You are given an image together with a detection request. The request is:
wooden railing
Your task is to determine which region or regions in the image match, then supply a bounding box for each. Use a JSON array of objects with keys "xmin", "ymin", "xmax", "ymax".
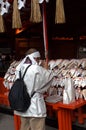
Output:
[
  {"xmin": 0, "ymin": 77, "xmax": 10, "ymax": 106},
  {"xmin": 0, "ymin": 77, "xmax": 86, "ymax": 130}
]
* * *
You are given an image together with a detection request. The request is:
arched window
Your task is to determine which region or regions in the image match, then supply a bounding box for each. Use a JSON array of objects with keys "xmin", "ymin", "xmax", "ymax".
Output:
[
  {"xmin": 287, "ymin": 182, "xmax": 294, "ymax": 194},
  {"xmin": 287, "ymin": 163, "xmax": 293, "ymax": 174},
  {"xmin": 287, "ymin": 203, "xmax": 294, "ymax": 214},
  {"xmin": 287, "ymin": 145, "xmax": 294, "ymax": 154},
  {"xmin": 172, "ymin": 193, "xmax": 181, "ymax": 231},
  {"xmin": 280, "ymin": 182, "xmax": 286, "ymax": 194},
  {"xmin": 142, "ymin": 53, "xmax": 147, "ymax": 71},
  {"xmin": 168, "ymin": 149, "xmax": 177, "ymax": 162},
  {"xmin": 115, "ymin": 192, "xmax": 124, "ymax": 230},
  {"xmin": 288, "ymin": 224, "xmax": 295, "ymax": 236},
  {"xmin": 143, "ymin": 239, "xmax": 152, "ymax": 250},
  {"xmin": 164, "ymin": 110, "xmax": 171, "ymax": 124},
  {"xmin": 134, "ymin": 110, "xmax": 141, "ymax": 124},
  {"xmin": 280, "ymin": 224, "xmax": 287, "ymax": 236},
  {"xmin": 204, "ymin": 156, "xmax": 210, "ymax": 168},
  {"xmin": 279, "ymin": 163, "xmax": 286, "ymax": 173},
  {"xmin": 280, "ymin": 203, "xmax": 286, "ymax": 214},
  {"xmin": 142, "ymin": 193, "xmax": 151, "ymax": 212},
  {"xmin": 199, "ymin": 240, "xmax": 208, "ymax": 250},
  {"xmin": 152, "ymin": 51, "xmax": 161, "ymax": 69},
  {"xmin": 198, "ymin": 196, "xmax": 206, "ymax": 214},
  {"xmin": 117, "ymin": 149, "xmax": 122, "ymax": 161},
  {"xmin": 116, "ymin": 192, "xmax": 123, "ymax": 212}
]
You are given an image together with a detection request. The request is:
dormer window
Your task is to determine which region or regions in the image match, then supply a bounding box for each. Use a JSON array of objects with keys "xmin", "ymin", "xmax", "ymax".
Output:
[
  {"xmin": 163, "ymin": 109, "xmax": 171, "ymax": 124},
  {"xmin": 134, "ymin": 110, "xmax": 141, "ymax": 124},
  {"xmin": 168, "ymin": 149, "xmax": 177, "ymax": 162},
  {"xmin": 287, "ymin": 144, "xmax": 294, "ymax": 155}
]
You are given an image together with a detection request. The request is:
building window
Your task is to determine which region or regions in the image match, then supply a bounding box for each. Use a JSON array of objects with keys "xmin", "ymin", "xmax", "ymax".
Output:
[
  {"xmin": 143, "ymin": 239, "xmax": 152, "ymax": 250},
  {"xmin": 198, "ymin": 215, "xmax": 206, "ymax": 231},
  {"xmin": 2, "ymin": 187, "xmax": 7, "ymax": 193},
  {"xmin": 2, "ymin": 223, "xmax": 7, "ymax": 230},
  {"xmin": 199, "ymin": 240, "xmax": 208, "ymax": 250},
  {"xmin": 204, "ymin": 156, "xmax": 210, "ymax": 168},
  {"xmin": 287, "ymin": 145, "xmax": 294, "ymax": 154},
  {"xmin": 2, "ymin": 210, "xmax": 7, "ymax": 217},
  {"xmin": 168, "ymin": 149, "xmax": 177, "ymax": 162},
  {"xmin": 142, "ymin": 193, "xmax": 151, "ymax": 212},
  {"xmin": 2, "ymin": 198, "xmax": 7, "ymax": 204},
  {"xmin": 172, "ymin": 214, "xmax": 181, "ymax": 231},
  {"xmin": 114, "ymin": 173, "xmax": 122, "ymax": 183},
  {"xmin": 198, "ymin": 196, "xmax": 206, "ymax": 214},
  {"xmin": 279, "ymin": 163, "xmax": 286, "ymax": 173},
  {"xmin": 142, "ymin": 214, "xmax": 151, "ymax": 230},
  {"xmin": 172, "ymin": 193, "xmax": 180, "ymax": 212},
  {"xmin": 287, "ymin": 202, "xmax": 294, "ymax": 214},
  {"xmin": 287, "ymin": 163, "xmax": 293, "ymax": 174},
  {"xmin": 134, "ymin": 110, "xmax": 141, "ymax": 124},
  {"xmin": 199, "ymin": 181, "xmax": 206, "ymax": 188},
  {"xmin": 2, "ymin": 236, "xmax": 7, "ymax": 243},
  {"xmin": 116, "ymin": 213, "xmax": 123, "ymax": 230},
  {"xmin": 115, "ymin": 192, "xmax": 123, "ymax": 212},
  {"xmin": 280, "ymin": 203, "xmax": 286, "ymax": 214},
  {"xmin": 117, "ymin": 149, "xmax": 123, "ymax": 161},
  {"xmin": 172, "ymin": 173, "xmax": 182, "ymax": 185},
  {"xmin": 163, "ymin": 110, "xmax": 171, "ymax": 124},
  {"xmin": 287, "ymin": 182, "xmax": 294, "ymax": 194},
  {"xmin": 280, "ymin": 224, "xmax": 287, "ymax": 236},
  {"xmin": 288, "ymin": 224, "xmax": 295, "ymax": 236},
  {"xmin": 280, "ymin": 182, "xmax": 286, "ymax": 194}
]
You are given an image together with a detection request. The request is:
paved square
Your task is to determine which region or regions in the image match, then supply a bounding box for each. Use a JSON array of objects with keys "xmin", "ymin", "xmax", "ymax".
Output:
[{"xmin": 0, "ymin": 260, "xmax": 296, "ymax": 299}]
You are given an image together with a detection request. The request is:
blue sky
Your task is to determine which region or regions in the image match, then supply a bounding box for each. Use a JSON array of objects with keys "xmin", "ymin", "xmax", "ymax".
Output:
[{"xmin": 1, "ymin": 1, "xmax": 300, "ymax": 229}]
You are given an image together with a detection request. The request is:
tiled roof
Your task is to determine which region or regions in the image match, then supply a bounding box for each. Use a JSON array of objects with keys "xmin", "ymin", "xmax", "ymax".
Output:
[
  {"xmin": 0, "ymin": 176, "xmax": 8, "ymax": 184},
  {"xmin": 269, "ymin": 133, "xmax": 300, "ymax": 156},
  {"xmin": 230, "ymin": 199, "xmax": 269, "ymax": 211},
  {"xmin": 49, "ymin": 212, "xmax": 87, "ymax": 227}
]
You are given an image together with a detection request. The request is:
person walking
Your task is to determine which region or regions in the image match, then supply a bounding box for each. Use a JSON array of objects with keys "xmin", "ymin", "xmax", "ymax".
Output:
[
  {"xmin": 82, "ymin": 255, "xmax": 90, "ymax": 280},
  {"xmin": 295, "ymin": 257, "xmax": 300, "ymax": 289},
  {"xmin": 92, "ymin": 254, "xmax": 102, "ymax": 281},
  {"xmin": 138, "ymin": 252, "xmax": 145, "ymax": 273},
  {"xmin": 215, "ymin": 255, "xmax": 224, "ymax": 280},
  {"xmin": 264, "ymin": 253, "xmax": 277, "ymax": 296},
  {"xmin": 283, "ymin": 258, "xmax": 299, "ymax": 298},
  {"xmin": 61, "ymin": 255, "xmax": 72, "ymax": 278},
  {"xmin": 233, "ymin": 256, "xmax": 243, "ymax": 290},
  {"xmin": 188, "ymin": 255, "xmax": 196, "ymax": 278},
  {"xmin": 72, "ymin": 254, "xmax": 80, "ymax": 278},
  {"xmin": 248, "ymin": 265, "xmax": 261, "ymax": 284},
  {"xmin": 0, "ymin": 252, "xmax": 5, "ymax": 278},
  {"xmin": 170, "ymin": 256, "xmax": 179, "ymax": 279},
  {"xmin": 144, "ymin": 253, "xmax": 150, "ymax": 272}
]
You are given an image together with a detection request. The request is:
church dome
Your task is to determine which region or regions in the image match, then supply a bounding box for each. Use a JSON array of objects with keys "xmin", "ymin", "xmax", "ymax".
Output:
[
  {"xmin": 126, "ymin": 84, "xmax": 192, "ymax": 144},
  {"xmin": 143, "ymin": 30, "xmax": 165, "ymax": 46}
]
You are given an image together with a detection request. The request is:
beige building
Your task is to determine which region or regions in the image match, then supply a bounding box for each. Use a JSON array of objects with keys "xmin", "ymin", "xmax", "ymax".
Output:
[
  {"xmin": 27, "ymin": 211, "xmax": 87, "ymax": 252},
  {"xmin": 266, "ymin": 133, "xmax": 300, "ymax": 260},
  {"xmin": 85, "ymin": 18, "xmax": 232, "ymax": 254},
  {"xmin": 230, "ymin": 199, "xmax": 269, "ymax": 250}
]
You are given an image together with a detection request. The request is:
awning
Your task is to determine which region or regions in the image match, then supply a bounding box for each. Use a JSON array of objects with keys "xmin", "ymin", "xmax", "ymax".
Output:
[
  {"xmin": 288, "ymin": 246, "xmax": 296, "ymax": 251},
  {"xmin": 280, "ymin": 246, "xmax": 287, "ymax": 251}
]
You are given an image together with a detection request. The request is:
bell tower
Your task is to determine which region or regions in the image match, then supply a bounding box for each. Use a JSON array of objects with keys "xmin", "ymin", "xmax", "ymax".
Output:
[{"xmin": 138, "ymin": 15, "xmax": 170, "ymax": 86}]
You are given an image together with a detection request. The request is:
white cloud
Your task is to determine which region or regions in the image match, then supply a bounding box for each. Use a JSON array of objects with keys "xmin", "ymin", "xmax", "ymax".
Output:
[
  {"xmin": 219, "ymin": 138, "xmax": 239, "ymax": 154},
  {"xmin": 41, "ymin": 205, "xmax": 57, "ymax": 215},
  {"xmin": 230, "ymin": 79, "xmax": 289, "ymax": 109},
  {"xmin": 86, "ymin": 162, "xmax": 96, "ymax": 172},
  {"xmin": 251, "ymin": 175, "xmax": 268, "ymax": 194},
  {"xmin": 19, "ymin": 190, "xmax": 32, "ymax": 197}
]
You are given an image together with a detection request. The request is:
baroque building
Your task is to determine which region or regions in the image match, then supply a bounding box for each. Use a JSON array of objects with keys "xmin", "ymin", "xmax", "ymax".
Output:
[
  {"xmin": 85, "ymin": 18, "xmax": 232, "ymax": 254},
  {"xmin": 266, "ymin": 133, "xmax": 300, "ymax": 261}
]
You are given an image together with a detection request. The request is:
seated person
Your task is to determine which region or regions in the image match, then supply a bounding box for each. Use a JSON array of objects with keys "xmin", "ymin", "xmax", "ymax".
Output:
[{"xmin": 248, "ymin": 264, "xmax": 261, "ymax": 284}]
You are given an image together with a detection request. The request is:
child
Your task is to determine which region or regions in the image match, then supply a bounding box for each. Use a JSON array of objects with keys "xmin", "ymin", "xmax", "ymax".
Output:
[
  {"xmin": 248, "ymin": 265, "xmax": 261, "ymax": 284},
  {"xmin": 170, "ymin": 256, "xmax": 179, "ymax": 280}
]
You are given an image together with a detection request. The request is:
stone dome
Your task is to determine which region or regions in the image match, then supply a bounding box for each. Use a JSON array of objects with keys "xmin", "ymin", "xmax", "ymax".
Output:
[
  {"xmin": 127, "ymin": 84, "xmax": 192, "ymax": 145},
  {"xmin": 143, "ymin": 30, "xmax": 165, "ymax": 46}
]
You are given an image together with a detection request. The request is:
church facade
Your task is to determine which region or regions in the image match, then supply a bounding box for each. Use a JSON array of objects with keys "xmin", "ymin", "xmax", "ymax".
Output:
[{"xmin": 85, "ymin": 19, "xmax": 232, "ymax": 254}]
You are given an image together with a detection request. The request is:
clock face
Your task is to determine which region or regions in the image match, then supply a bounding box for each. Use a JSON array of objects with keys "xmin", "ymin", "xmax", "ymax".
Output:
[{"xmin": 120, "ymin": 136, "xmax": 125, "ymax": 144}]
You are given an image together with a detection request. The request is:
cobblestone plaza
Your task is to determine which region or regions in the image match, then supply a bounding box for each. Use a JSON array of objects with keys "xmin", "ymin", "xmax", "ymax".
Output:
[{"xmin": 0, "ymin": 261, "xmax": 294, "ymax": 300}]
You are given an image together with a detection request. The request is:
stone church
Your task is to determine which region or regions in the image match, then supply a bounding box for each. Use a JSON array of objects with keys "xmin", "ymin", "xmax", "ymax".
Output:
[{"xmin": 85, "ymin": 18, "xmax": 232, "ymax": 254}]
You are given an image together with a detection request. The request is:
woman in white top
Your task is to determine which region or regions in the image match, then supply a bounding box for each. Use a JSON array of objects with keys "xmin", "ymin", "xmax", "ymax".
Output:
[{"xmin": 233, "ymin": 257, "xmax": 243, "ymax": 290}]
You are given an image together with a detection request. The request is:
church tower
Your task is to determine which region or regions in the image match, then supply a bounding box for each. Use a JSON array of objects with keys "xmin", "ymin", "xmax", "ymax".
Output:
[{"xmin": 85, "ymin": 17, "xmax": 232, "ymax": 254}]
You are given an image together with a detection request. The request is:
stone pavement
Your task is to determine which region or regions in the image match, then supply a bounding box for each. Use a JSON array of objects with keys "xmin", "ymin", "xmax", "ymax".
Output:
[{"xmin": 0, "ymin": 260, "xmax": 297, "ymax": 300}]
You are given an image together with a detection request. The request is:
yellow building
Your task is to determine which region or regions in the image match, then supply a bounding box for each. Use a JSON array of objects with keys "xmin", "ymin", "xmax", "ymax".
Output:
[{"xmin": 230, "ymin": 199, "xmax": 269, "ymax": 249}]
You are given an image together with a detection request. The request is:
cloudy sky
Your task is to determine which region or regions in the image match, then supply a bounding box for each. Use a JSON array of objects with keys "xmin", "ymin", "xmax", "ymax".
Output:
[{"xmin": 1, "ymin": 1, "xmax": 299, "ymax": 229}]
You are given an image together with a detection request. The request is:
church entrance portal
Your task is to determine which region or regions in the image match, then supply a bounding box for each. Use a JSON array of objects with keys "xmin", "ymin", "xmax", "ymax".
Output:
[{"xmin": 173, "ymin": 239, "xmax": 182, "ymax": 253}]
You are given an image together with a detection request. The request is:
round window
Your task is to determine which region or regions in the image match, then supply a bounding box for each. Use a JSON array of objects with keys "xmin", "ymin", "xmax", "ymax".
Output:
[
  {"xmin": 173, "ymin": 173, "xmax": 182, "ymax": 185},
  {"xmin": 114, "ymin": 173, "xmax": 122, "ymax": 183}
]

▶ **WORK TO COMPLETE**
Return a copy of each line in the entries that contains "building".

▶ **TASK SOLUTION**
building window
beige building
baroque building
yellow building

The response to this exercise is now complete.